» GIVEN TASK 1
Return the full post on carbon nanotube fibers, word for word.

» PAGE EXTRACT
◆ ◆ ◆ ◆ ◆ ◆ ◆

Posted by timothy on from the now-make-a-parka-from-them dept.

TheSync writes "Researchers at Rice have announced the discovery of how to create continuous fibers from single-wall carbon nanotubes (SWNT). The breakthrough was based on the ability to dissolve a large amount of SWNTs in sulfuric acid, up to 10% SWNTs in solution. At high concentrations, the SWNTs form tightly packed liquid crystals that can be processed into pure fibers. The Space Elevator can't be far away now..."

8 of 97 comments (clear)

  1. Heh by smoondog · · Score: 4, Funny

    The Space Elevator can't be far away now...

    Unfortunately, it needs to be on average 35,000 Km away to work.

    -Sean

  2. How about a "moon leash"?... by kommakazi · · Score: 4, Funny

    Well since I've just recently been told that the moon actually is moving away from the earth (see this thread) we really ought to leash the moon to the Earth to prevent this. I like the moon where it is. I suppose it could double as an elevator....

  3. Actual strength? by IANAL(BIAILS) · · Score: 4, Insightful

    The Space Elevator can't be far away now..."

    I think that's more than a little bit premature. Sure, it seems like we can make them a little easier now in the lab... but as an earlier poster mentioned, we're going to need some pretty long lengths to streach into orbit. Nowhere have I heard how exactly the little fibres that are grown in the lab will be joined together *at the usual nanotube strength* over and over again to make these long lengths.

◆ ◆ ◆ ◆ ◆ ◆ ◆

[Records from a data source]
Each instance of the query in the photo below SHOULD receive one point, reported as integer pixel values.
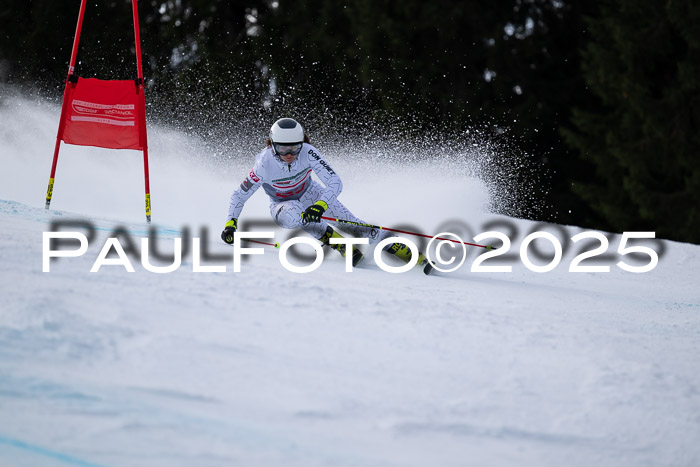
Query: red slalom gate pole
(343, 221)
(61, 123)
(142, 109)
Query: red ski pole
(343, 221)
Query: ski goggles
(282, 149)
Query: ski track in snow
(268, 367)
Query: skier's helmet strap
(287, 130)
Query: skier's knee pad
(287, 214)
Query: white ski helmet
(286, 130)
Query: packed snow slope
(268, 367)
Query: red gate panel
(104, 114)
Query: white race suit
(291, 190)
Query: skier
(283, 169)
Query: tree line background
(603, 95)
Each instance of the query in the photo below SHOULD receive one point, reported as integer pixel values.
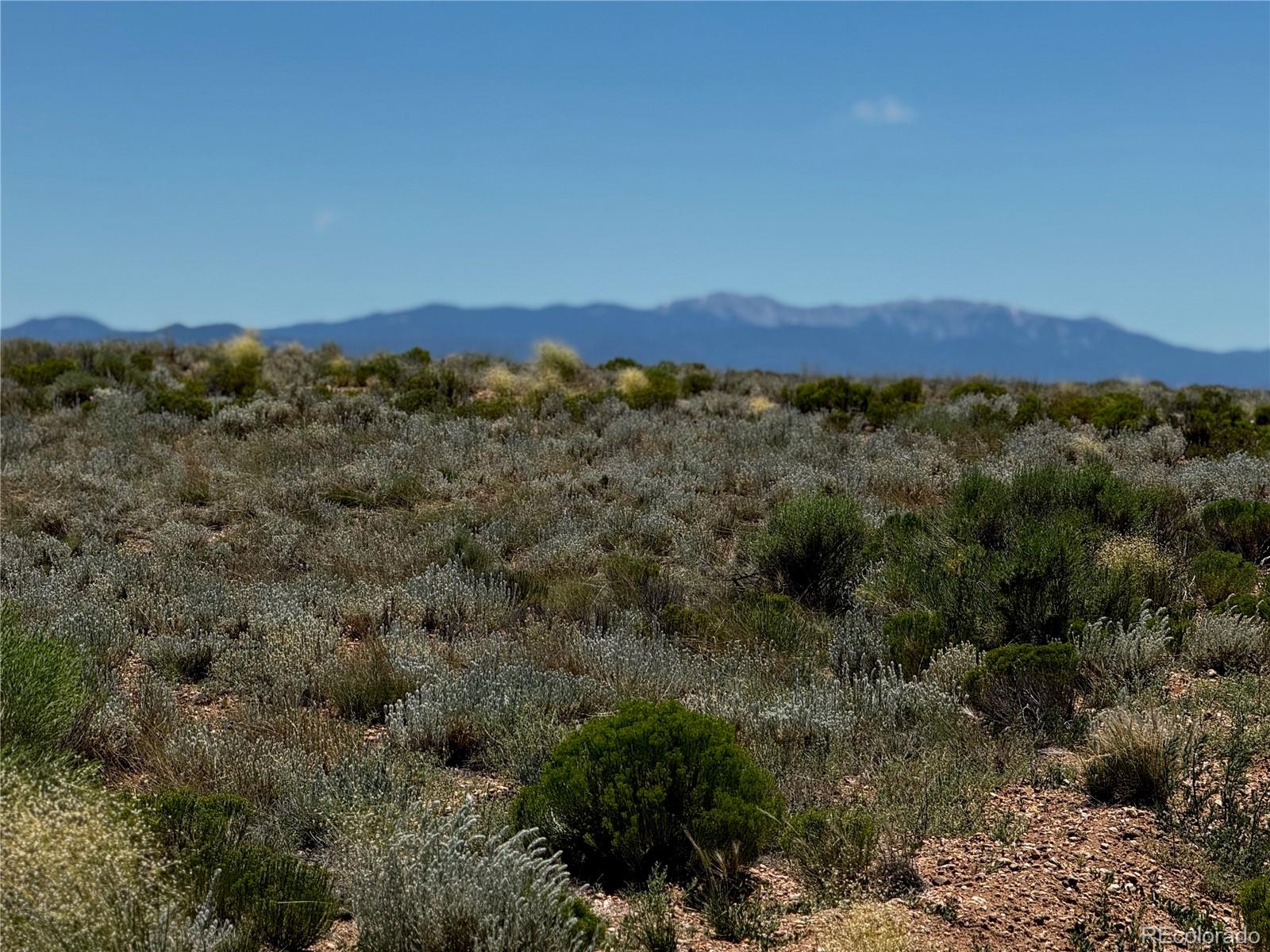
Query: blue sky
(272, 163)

◆ ◆ ◆ ◆ ◆ ◆ ◆

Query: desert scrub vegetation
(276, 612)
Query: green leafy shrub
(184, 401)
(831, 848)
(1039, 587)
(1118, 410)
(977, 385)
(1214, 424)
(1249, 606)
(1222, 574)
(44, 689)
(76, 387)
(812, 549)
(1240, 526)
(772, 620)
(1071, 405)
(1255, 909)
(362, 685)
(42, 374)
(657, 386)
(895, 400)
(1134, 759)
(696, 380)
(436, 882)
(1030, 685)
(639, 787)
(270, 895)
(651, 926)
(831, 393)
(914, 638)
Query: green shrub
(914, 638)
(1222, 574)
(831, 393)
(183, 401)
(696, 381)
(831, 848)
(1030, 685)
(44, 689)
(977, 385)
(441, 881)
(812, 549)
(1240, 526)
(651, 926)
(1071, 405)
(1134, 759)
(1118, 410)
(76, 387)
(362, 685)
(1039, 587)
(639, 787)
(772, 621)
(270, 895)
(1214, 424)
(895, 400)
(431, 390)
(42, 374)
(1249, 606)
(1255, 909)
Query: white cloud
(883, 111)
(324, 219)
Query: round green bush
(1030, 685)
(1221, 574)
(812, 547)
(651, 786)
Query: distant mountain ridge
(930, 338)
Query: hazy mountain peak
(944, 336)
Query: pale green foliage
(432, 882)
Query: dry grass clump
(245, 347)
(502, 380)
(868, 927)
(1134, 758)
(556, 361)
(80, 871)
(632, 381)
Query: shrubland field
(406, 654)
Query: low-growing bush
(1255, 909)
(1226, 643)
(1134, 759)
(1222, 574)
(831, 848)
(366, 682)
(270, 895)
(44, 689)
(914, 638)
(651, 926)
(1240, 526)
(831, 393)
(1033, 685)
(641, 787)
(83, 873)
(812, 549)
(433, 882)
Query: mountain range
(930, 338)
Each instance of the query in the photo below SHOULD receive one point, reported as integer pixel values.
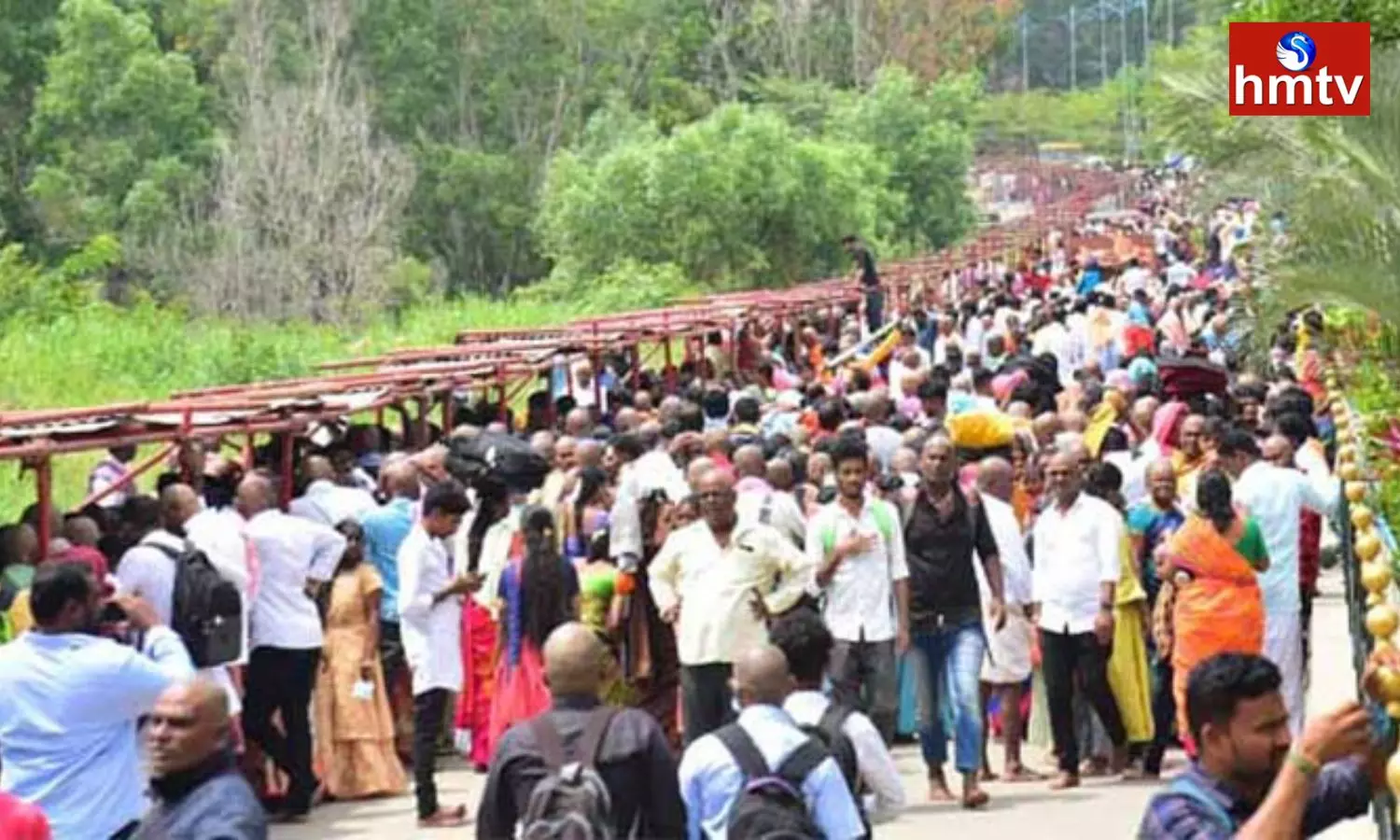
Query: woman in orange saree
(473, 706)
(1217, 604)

◆ ◆ ◆ ◆ ◆ ◆ ◆

» GIVEN TASK 2
Identify each line of the records containing the word "skier", treating uppercase and lowercase as different, and copy those lines out.

» TASK SOLUTION 1
Posted by timothy on from the now-make-a-parka-from-them dept.

TheSync writes "Researchers at Rice have announced the discovery of how to create continuous fibers from single-wall carbon nanotubes (SWNT). The breakthrough was based on the ability to dissolve a large amount of SWNTs in sulfuric acid, up to 10% SWNTs in solution. At high concentrations, the SWNTs form tightly packed liquid crystals that can be processed into pure fibers. The Space Elevator can't be far away now..."

8 of 97 comments (clear)

  1. Heh by smoondog · · Score: 4, Funny

    The Space Elevator can't be far away now...

    Unfortunately, it needs to be on average 35,000 Km away to work.

    -Sean

  2. How about a "moon leash"?... by kommakazi · · Score: 4, Funny

    Well since I've just recently been told that the moon actually is moving away from the earth (see this thread) we really ought to leash the moon to the Earth to prevent this. I like the moon where it is. I suppose it could double as an elevator....

  3. Actual strength? by IANAL(BIAILS) · · Score: 4, Insightful

    The Space Elevator can't be far away now..."

    I think that's more than a little bit premature. Sure, it seems like we can make them a little easier now in the lab... but as an earlier poster mentioned, we're going to need some pretty long lengths to streach into orbit. Nowhere have I heard how exactly the little fibres that are grown in the lab will be joined together *at the usual nanotube strength* over and over again to make these long lengths.

» TASK SOLUTION 2
Query: skier's helmet strap
Query: skier's knee pad
Query: skier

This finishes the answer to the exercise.